WRITTEN REQUEST
Update the records below by replacing every occurrence of "Point out" with "Mark", and write them out again with everything else unchanged.

--------------------------------------------------

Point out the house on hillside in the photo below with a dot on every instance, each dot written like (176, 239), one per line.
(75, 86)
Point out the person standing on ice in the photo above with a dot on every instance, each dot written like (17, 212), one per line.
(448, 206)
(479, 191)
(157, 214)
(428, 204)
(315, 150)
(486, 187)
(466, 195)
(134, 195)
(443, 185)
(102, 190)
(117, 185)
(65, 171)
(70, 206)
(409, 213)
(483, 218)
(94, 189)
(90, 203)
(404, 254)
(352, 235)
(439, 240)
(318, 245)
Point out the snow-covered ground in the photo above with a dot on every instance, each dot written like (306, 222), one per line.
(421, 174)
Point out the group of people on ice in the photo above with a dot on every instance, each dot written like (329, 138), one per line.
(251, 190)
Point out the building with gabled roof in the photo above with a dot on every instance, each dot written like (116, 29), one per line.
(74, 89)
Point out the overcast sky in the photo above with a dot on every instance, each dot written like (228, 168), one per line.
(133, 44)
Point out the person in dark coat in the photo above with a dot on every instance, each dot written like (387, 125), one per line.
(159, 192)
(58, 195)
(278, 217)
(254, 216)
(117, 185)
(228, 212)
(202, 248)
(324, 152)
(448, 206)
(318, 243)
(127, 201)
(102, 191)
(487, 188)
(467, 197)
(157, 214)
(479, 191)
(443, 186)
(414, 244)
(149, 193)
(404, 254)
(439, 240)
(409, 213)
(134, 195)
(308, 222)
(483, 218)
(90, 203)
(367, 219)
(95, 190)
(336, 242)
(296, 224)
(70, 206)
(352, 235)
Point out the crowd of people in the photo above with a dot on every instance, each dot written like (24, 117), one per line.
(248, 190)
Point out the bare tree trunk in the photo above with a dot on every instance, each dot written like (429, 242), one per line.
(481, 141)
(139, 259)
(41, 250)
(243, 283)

--------------------------------------------------

EXPECTED OUTPUT
Mark the house on hillside in the photo below with a dot on every instance, each dot written like (176, 239), one per line.
(75, 86)
Mark the person standing on ice in the photo above with a dot on every instance, each dot written like (17, 212), one per line.
(448, 206)
(479, 191)
(157, 214)
(428, 204)
(315, 150)
(486, 187)
(466, 195)
(134, 195)
(443, 185)
(102, 190)
(117, 185)
(65, 171)
(70, 206)
(409, 213)
(483, 218)
(94, 189)
(90, 203)
(404, 254)
(352, 235)
(439, 240)
(318, 245)
Mark the snow-covered ground in the photo above with a dot on every instance, each dot written like (306, 222), one per line.
(421, 174)
Mark the group of people on ice in the photo above with a dot on every instance, each dot written like (329, 138), one per line.
(251, 190)
Mark the building with gabled roof in the photo above with a dot on every instance, each dot written like (116, 29), one per line.
(74, 89)
Mark the overcast sky in the photo above with a dot on every instance, each dot written like (228, 168), one per line.
(133, 44)
Mark the person in dark coat in the photo above with a dot on every instance, each dot written like (387, 125), one per line.
(159, 192)
(58, 195)
(278, 217)
(254, 216)
(117, 185)
(228, 212)
(202, 248)
(324, 152)
(448, 206)
(318, 243)
(127, 201)
(102, 191)
(487, 188)
(467, 197)
(157, 214)
(479, 191)
(443, 186)
(414, 244)
(149, 193)
(404, 254)
(439, 240)
(409, 213)
(134, 195)
(308, 222)
(483, 218)
(90, 203)
(367, 219)
(95, 190)
(336, 242)
(296, 224)
(70, 206)
(352, 235)
Mark the crowd of people in the photo above with a dot on every instance, each dot written like (24, 117), one per line.
(248, 190)
Mark the bare tree trunk in the photo above with a dot on every instance, each dot written like (429, 242), one per line.
(481, 141)
(139, 259)
(41, 250)
(243, 283)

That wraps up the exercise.